Aim of the exercise:
When the line containing "[pin] blue paddleboard" appears in the data below, begin copying there and stop only after the line containing "[pin] spray from".

Input for this task:
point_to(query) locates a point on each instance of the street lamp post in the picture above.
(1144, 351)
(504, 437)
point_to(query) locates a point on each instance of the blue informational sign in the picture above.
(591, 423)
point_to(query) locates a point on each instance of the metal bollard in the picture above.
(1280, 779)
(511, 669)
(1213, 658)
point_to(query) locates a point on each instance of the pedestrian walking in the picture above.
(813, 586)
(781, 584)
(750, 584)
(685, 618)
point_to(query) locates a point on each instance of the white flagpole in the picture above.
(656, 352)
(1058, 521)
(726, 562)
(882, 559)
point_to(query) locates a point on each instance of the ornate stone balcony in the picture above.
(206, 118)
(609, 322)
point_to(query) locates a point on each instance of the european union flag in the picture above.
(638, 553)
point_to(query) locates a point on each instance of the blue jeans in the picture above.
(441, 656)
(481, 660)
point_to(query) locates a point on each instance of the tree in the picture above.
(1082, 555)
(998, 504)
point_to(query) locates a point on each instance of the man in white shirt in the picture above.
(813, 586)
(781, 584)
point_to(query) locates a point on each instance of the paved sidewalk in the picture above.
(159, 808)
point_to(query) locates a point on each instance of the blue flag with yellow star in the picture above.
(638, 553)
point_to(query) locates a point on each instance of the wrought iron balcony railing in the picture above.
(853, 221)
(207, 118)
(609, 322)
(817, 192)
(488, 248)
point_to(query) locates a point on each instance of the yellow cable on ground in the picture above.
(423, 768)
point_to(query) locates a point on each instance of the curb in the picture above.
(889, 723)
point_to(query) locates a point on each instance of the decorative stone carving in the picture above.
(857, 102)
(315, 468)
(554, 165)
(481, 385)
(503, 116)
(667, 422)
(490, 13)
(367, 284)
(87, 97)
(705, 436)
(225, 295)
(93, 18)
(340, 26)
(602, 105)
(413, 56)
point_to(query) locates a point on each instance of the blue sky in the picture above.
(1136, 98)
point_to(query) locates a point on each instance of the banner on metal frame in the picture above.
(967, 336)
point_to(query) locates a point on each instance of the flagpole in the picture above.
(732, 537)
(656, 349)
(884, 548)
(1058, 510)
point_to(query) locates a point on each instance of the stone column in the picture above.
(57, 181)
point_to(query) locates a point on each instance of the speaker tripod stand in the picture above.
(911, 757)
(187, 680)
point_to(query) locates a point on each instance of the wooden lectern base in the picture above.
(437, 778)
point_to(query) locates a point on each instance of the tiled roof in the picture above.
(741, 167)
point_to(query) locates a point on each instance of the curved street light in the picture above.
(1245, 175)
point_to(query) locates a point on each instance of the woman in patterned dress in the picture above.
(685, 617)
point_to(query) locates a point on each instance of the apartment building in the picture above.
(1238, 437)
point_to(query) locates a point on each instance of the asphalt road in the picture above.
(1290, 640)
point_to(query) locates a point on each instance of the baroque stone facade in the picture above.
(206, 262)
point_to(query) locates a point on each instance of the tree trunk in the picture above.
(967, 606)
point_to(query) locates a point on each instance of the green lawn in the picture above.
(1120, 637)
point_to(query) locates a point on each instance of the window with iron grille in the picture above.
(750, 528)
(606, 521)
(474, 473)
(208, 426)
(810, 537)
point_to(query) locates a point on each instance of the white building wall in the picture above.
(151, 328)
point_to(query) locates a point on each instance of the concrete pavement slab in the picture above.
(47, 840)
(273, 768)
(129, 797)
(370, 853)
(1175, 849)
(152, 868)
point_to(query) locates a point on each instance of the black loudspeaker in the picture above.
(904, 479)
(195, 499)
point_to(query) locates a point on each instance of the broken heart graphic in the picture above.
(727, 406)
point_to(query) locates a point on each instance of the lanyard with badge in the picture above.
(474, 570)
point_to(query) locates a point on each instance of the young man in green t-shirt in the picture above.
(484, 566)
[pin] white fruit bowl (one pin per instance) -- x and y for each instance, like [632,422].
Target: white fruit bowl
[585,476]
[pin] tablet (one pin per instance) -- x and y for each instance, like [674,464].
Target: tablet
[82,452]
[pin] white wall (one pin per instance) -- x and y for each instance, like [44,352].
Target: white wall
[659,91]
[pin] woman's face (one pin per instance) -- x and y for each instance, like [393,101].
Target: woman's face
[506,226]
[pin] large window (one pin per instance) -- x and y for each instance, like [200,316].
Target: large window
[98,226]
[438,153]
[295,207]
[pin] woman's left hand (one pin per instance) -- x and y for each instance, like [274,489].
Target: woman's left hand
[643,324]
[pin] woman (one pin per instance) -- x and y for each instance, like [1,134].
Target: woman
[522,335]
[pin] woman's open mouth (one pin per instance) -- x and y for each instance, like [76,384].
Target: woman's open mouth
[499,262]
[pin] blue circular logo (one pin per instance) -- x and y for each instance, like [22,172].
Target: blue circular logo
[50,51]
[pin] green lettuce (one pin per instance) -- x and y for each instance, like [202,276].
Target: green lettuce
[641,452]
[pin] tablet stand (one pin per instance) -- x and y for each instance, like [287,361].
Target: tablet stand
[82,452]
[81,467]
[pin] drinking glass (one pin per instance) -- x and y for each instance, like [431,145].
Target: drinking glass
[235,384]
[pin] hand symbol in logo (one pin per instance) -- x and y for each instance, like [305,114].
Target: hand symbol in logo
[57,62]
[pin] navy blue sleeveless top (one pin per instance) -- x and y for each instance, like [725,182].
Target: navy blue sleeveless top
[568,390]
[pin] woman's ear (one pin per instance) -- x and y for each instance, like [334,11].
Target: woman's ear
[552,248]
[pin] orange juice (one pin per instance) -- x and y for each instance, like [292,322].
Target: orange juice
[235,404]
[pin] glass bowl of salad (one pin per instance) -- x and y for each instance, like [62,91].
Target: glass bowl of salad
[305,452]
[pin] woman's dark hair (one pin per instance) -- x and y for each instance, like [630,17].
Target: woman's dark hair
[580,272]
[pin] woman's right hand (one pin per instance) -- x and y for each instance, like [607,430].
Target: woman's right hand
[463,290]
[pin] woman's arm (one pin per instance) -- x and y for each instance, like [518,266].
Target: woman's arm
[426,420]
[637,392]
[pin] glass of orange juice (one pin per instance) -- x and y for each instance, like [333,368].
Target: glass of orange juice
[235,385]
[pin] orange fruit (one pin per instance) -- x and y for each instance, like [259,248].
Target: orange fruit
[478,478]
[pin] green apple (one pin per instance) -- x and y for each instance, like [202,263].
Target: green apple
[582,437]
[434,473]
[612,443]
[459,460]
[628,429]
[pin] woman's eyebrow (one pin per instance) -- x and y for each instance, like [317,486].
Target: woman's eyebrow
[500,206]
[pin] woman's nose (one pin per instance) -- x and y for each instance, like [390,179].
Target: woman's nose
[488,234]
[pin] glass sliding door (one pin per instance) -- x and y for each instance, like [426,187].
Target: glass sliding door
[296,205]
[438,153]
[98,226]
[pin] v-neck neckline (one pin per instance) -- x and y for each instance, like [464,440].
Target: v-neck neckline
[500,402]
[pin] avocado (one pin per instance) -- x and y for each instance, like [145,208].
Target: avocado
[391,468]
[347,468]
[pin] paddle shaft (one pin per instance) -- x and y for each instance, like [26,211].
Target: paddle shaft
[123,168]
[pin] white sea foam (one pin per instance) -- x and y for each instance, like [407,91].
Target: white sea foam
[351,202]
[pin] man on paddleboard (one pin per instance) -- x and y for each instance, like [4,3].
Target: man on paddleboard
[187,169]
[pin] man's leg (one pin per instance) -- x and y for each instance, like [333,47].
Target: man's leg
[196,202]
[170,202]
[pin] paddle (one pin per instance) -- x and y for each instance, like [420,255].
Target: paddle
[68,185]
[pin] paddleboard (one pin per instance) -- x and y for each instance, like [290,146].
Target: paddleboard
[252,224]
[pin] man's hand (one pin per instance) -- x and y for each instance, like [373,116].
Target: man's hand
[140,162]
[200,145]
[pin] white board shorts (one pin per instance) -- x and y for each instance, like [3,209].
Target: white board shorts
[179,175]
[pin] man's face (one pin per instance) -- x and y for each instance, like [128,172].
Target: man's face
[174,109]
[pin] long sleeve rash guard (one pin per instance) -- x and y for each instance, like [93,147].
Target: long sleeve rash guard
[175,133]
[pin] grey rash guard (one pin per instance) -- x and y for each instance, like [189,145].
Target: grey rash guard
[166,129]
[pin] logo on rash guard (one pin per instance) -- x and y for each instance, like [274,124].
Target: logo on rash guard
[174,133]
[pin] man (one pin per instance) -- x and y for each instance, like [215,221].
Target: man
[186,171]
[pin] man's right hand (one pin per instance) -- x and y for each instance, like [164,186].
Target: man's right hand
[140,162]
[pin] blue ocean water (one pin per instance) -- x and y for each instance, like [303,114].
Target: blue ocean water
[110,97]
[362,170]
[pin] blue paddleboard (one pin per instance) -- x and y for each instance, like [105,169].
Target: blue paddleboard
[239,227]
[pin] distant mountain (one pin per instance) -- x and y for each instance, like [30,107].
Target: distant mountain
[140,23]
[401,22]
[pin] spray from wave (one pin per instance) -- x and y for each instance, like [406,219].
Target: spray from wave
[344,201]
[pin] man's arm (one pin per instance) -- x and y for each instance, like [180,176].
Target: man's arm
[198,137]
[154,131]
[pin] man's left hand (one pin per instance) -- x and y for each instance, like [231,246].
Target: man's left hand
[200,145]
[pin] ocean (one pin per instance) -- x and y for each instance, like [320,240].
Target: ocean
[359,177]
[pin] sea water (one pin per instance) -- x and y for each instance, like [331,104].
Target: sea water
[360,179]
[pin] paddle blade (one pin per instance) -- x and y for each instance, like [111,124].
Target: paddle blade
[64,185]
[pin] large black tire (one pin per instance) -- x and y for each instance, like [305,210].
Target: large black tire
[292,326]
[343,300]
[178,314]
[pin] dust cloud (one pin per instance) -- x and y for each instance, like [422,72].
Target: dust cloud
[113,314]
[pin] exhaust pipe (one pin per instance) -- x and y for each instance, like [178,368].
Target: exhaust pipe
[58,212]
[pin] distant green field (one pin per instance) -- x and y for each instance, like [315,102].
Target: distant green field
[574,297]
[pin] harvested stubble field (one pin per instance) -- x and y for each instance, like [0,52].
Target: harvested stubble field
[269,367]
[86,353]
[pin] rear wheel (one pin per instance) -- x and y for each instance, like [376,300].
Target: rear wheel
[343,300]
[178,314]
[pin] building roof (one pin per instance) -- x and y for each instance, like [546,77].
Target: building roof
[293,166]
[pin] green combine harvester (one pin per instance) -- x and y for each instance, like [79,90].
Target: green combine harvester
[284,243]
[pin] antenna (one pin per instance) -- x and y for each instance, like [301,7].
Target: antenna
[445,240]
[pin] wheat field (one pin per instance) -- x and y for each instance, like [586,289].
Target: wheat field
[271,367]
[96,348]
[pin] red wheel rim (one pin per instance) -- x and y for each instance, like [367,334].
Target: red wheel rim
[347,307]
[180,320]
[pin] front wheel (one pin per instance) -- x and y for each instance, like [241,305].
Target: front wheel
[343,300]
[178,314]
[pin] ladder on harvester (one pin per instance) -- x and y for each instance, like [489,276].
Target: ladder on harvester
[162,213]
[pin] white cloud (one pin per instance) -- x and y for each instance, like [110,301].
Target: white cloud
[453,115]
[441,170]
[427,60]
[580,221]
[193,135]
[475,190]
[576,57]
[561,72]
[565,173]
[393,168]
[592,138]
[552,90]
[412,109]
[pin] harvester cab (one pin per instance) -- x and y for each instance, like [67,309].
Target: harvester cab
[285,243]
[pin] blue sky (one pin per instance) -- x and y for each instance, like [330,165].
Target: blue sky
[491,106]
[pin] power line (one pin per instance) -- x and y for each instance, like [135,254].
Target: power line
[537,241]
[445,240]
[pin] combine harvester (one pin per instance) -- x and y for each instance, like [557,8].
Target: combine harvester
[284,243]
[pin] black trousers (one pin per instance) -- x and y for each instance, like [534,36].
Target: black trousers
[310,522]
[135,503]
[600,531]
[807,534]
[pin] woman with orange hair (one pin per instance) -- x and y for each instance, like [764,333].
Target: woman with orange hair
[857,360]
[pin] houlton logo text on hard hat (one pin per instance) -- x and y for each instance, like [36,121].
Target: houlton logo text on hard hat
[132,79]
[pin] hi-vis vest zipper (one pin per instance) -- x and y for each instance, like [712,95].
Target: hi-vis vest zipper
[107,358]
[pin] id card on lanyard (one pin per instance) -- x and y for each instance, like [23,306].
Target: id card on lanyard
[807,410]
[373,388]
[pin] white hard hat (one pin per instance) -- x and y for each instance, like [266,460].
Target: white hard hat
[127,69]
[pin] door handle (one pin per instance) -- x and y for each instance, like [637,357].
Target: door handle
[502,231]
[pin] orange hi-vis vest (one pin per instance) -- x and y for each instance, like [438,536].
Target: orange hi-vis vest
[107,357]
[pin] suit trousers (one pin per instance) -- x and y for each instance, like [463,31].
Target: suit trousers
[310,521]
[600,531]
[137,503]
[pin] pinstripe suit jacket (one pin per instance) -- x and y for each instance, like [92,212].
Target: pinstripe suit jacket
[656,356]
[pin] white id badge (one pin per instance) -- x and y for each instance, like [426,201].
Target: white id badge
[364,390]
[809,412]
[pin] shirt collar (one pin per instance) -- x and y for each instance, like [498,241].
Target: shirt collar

Answer section:
[pin] blue paddleboard (one pin per instance) -- x and y for each instance, like [105,169].
Target: blue paddleboard
[239,227]
[pin] distant mountain (one pin per instance) -- x and y for each instance, like [30,107].
Target: distant mountain
[140,23]
[401,22]
[pin] spray from wave (one pin per instance) -- x and y for each instance, like [406,219].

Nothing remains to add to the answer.